[BEGIN Excerpted passage]

A shareholder registered in the list of Company shareholders wanting to attend the AGM should make his or her wish known by 4.00 pm EET on 11 April 2011 at the latest. Shareholders can register for the AGM:
a. Via the Company Web site, www.nesteoil.com, following the instructions detailed there, or
b. By e-mail, via firstname.lastname@example.org, or
c. By phone, on +358 (0)10 458 9595 (Monday-Friday, 7.30 am - 6.00 pm EET), or
d. By fax, on +358 (0)10 458 5440, or
e. By letter, addressed to Neste Oil Corporation, Marja Telenius, POB 95, 00095 NESTE OIL.
When registering, shareholders should provide their name, personal identification number, address, telephone number, and the name of a possible assistant or proxy representative and the personal identification number of a proxy representative. All personal data provided to Neste Oil Corporation will only be used for the purposes of the AGM and in connection with processing the necessary registrations relating to the meeting. Shareholders, their representatives, or proxy representatives present at the meeting should, where necessary, be able to prove their identity and/or authorization to represent a shareholder.

[END Excerpted passage]
[BEGIN Data listing]

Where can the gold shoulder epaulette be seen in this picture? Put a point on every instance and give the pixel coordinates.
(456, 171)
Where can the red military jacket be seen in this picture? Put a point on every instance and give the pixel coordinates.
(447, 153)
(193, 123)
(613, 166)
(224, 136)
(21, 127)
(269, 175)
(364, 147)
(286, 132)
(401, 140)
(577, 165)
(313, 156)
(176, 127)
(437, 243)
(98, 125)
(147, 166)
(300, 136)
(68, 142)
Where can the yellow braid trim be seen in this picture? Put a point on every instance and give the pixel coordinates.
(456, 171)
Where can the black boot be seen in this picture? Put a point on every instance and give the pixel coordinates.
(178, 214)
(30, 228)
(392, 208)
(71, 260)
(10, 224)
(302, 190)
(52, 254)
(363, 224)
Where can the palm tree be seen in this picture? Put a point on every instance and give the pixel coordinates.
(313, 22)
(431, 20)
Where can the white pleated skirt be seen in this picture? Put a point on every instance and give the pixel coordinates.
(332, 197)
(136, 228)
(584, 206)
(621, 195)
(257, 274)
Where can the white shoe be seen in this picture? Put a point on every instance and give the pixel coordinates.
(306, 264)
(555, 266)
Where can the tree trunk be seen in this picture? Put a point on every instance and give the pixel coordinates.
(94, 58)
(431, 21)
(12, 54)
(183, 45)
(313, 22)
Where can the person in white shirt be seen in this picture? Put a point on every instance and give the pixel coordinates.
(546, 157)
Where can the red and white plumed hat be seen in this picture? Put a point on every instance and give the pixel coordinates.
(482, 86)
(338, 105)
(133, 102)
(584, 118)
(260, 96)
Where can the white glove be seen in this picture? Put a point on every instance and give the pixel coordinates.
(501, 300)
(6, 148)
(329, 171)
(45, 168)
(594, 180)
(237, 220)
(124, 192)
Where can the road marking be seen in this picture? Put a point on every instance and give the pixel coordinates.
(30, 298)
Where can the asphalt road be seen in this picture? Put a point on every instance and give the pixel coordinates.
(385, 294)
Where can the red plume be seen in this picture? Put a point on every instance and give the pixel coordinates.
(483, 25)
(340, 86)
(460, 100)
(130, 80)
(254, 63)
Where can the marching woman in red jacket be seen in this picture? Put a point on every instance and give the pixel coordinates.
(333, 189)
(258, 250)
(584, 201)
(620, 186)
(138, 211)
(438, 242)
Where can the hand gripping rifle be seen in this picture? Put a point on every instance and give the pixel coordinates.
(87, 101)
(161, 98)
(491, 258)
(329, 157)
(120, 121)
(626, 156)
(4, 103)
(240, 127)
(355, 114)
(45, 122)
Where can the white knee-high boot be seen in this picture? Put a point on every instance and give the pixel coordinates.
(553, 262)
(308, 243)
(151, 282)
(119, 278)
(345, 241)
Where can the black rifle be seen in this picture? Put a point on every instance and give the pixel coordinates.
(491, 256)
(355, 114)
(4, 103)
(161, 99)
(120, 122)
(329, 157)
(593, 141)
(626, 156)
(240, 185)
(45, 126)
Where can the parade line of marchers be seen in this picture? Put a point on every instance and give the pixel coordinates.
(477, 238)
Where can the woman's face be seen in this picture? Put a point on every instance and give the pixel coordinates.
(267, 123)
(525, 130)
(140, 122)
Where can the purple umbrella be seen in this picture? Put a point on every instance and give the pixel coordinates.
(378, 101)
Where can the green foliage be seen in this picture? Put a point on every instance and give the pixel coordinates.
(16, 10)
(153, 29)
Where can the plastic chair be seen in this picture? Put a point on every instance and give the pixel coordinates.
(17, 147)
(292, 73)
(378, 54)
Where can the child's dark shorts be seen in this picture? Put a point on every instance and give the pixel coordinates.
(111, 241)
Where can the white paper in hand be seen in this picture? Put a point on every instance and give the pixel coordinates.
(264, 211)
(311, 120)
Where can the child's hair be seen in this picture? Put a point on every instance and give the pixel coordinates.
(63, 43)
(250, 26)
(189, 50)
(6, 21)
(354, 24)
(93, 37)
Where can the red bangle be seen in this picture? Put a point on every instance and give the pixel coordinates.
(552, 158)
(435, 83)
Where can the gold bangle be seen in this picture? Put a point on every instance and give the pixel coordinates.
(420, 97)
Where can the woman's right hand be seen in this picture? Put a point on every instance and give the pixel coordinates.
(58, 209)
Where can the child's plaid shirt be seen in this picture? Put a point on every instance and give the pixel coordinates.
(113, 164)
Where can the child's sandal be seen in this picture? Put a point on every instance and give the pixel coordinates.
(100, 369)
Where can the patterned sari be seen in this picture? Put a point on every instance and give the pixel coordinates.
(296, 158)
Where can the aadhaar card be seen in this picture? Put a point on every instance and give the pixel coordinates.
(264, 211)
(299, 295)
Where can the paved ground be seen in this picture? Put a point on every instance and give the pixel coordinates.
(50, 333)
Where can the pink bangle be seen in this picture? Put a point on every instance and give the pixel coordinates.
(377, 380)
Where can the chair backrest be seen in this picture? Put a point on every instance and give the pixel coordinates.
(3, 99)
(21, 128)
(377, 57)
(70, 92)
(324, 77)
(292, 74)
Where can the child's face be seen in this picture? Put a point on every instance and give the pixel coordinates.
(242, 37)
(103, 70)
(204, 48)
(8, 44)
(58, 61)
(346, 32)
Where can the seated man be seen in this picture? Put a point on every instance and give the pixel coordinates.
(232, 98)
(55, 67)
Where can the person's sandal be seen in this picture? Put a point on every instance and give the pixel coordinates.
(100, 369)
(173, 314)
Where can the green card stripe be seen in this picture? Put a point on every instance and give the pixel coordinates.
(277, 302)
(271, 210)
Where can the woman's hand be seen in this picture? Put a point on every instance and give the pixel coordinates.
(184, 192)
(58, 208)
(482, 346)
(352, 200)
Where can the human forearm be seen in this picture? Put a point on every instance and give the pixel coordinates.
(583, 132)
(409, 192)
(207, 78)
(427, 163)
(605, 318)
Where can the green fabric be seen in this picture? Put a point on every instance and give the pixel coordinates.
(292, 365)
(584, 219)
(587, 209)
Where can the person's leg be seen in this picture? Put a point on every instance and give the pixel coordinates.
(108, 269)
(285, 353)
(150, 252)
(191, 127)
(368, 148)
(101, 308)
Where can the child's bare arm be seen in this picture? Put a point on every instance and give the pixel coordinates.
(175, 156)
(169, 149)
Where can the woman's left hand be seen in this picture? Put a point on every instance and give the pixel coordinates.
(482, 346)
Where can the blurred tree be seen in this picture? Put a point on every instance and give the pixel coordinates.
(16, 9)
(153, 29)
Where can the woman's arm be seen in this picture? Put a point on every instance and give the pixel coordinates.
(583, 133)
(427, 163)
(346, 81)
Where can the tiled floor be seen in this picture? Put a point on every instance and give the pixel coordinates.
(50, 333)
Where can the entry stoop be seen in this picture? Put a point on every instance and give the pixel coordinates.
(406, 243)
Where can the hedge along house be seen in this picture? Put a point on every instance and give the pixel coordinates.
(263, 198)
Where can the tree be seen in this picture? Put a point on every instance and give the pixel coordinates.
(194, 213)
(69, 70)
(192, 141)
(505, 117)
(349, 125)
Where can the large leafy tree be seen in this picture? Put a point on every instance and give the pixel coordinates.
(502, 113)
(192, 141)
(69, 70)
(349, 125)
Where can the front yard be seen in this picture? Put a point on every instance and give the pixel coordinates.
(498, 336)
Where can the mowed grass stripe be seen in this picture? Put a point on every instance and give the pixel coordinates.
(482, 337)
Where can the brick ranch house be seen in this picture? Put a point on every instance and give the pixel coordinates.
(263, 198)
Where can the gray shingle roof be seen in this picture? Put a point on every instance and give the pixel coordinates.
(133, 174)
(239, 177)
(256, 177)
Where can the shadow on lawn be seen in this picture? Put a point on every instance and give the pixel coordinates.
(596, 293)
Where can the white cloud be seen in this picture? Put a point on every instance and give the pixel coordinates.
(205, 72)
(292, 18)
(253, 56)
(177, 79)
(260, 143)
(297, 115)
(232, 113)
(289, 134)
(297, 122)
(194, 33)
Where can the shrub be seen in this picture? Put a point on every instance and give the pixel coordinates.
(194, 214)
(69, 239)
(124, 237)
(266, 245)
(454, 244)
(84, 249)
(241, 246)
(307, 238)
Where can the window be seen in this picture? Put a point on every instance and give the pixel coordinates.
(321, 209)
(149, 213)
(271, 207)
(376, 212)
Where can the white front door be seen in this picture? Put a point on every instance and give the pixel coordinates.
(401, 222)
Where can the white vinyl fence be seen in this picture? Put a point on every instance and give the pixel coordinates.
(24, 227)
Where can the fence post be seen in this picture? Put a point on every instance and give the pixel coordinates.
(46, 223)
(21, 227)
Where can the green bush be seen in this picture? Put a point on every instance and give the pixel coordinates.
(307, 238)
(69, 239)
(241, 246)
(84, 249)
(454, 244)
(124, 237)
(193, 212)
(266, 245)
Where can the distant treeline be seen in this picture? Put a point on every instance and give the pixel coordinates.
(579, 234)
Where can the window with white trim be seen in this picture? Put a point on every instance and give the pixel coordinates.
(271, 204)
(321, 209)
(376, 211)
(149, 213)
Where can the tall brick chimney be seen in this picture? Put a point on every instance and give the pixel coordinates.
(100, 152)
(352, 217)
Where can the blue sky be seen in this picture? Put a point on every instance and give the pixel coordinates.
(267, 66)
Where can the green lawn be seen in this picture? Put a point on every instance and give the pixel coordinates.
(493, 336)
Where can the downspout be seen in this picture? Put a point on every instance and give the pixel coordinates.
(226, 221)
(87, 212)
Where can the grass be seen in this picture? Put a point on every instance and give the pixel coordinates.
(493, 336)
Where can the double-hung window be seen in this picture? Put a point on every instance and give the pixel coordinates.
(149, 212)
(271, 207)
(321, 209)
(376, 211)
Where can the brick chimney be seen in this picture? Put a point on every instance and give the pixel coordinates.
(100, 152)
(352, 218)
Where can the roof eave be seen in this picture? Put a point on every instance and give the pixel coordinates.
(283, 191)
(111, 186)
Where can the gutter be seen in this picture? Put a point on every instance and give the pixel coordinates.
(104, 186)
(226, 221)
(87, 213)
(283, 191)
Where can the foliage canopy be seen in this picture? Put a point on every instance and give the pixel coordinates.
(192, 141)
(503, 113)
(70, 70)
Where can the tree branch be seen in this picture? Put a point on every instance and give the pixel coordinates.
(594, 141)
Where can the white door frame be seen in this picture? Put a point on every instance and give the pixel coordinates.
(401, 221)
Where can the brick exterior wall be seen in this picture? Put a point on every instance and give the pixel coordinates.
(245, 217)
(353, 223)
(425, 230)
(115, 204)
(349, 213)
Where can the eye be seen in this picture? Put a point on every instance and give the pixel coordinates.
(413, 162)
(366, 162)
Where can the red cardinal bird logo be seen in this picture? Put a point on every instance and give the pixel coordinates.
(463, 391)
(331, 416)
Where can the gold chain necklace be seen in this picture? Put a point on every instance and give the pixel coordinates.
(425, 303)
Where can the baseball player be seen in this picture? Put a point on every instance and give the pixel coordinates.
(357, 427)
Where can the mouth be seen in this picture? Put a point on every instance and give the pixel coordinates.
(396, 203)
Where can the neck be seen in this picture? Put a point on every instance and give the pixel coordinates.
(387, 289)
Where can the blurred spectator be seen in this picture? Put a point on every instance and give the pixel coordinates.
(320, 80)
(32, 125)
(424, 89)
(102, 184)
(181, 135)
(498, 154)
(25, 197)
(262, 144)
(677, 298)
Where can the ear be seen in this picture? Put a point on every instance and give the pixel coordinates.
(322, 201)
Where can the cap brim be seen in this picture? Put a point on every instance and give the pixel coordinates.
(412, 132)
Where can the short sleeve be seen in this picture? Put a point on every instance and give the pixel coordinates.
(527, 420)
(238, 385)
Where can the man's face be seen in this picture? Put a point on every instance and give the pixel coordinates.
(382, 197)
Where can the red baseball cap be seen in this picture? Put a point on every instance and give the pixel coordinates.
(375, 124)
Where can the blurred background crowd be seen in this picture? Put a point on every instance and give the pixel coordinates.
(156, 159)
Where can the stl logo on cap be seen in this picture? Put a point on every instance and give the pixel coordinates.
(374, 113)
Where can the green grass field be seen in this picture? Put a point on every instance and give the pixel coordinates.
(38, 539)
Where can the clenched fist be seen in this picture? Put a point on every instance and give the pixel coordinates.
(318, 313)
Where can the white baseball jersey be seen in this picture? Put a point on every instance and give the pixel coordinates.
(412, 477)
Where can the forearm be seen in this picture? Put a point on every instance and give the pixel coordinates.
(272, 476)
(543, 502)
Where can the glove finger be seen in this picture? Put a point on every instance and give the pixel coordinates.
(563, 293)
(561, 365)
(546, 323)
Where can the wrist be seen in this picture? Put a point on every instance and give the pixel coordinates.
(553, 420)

[END Data listing]

# Task 1
List every way the registration notice says shareholders can register for the AGM.
# Task 2
Carry on the registration notice from the point where it stops.
The listing is separate material, unrelated to the registration notice.

# Reply 1
- Via the Company Web site, www.nesteoil.com
- By e-mail
- By phone
- By fax
- By letter

# Reply 2
2. Shareholders with nominee-registered holdings
Shareholders with nominee-registered holdings are entitled to attend the AGM on the basis of shares based on which he/she on the record date, i.e. on 4 April 2011, would be entitled to be included in the list of shareholders maintained by Euroclear Finland Oy. Attendance also requires that these shareholders are included temporarily in the list of shareholders maintained by Euroclear Finland Oy by 10.00 am on 11 April 2011 at the latest. This is considered as registering a shareholder with nominee-registered holdings to attend the AGM.
Shareholders with nominee-registered holdings are encouraged to request their custodian bank for the necessary instructions concerning registration with the temporary list of shareholders, issuing letters of proxy, and registering for the meeting in good time. Account managers of the custodian banks should register shareholders with nominee-registered holdings, who wish to attend the AGM and would be entitled to be included in the list of shareholders on the basis of shares held as mentioned above, into the temporary list of shareholders of the Company by the date referred to above at the latest.
Further information can also be found at the Company's Web site, www.nesteoil.com.
3. Use of a proxy and authorizations
A shareholder is entitled to participate and make use of his or her rights as a shareholder at the Annual General Meeting by proxy.
A person holding a shareholder's proxy should be in possession of a dated letter of proxy or otherwise be able to show in a reliable manner that he or she is entitled to act in this capacity on behalf of a shareholder. Authorizations shall be considered as covering one meeting only unless otherwise stated. In the event that a shareholder is represented by more than one proxy representing shares held in different securities accounts, each proxy should state which shares he or she represents when registering to attend the AGM.
Originals of shareholders' letters of proxy should be sent to Neste Oil Corporation, Marja Telenius, POB 95, 00095 NESTE OIL to reach the Company before the end of registration.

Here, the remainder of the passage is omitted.